> [Что сделать]
1. Перепишите фрагмент текста о советских писателях от слов «Лейтмотивом титанических столкновений» до слов «редакциях, издания книг).» включительно, поставив «Алексей» вместо «Андрей».
2. Ответьте по тексту о советских писателях:
(a) Что писал Кросс до того, как переключился на прозу?
(b) Во что была одета хозяйка дома Бээкманов при визите Веллера?
(c) За чем Довлатов поехал в Эстонию?

Лейтмотивом титанических столкновений писательских кланов являются две мысли: спасет ли русскую литературу Андрей – герой Козлова, и получит ли он новую квартиру? Как понимает читатель, эти проблемы связаны намертво. Вся борьба писателей сводилась к отстаиванию личных прав материального толка и покушению на небогатые литературнополиграфические ресурсы (премии, звания, должности в редакциях, издания книг).
В гораздо лучшем положении находились авторы из союзных республик. Их издавали на регулярной основе, заполняя графы «развитие национальной литературы». Требования «трудовой практики» авторов, обязательной идеологической нагрузки текстов были смягчены или даже отсутствовали. Если брать Эстонию, то в это время там взошла звезда Яана Кросса. Писавший в 1950-1960-е годы стихи, Кросс переключился на прозу. Его первые прозаические вещи выходят в конце шестидесятых. Уже в 1971 году его избирают главой Союза писателей Эстонской СССР. В виде «трудовой практики» ему зачли почти десять лет лагерей и сибирской ссылки. Кросс писал исторические романы с подтекстом: критика императорской России рождала понятные всем аллюзии. Супружеская чета Бээкманов – Владимира и Эмэ – писала тексты, в которых советская критика благожелательно отмечала «антивоенный пафос», «тревогу о будущем в эпоху НТР». На «большой земле» подобное называлось несколько иначе: аполитичным пацифизмом или неверием в созидающую силу разума. Книги эстонских авторов не только регулярно издавали, но и переводили на русский язык тиражами, позволявшими прибалтийским писателям вести независимый образ жизни. Вот как Михаил Веллер – знакомый нам автор мемуаров о Довлатове – описывает свой визит в дом Бээкманов:
Я явился в их дом с опозданием почти на час (это в пунктуальной Эстонии!), небритый, простуженный, с грязным носовым платком, воняя сигаретами «Прима». Дог бегал меж голубых елей под достойным двухэтажным домиком в фешенебельном пригороде. Хозяин вышел навстречу в белой сорочке с бабочкой. Хозяйка была в черном платье типа коктейльного от Шанель. Я был уместен на этом мини-рауте, как чесотка при молитве. Скатерть была камчатной, кофейник – серебряным, конфеты – импортными (в советские времена!). Хозяева держались с ровным дружелюбием подлинных аристократов.
Но внутри республиканских издательских квот также выделялась доля книг для этнических меньшинств, проживающих в республиках. К ним относились, прежде всего, русскоязычные авторы, которые могли рассчитывать на относительно быстрое и безболезненное издание книги. Таким русскоязычным автором и решил стать Довлатов. Это был технически грамотный, правильный ход. В Эстонию Довлатов поехал за книгой.

(Собранные данные)
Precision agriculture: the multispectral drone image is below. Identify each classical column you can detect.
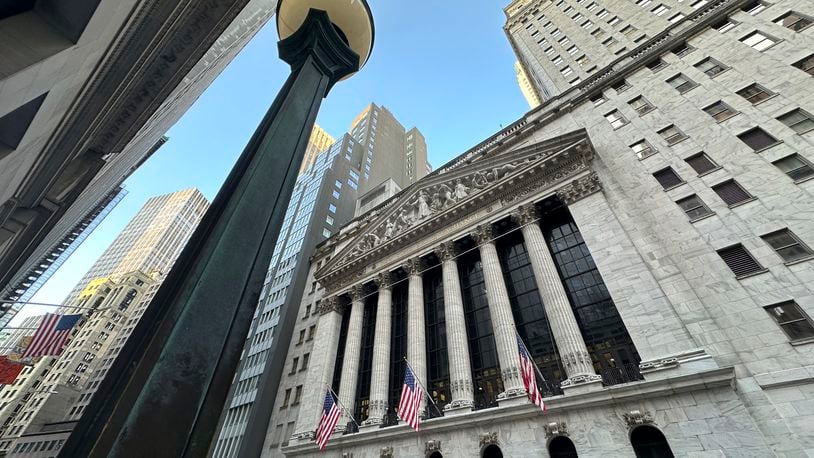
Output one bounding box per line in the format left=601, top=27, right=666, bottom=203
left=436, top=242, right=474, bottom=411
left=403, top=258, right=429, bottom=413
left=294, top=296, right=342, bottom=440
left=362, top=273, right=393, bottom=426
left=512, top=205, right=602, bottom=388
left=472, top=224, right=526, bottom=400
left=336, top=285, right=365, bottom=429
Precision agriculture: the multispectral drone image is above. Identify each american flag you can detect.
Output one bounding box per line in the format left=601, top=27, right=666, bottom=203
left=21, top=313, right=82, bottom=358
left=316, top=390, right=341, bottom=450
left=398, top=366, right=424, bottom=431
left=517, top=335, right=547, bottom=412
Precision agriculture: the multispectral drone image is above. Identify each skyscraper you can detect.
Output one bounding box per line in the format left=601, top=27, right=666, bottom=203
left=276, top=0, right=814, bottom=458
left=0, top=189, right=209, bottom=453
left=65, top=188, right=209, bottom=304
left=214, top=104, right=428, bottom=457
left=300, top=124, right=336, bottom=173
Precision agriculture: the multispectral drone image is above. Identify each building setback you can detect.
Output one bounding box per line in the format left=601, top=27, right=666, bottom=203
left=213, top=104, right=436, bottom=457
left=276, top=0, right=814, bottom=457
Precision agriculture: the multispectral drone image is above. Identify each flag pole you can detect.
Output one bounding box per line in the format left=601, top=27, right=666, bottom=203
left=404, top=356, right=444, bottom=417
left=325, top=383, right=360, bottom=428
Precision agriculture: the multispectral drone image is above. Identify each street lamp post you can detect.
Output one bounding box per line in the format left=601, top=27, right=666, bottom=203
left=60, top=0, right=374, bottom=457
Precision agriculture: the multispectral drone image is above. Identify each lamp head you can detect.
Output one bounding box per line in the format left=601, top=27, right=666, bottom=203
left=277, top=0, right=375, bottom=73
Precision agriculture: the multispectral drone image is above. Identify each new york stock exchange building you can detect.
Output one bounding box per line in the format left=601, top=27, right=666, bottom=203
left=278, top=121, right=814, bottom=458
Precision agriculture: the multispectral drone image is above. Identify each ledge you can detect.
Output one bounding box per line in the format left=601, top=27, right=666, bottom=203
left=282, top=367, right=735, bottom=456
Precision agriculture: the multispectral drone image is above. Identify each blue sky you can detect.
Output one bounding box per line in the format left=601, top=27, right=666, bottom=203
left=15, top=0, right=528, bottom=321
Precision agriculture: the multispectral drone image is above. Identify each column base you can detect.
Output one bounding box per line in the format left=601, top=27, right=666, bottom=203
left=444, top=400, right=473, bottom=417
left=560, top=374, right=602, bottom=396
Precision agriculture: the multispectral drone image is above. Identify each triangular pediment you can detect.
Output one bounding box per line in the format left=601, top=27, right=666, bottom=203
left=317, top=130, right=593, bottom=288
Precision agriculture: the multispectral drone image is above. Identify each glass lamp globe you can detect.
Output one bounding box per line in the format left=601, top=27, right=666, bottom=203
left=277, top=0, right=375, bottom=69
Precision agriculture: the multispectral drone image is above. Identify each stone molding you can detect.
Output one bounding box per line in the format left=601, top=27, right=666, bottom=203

> [Ответы по заданиям]
1.
Лейтмотивом титанических столкновений писательских кланов являются две мысли: спасет ли русскую литературу Алексей – герой Козлова, и получит ли он новую квартиру? Как понимает читатель, эти проблемы связаны намертво. Вся борьба писателей сводилась к отстаиванию личных прав материального толка и покушению на небогатые литературнополиграфические ресурсы (премии, звания, должности в редакциях, издания книг).

2.
(a) Стихи.
(b) В черное платье типа коктейльного от Шанель.
(c) За книгой.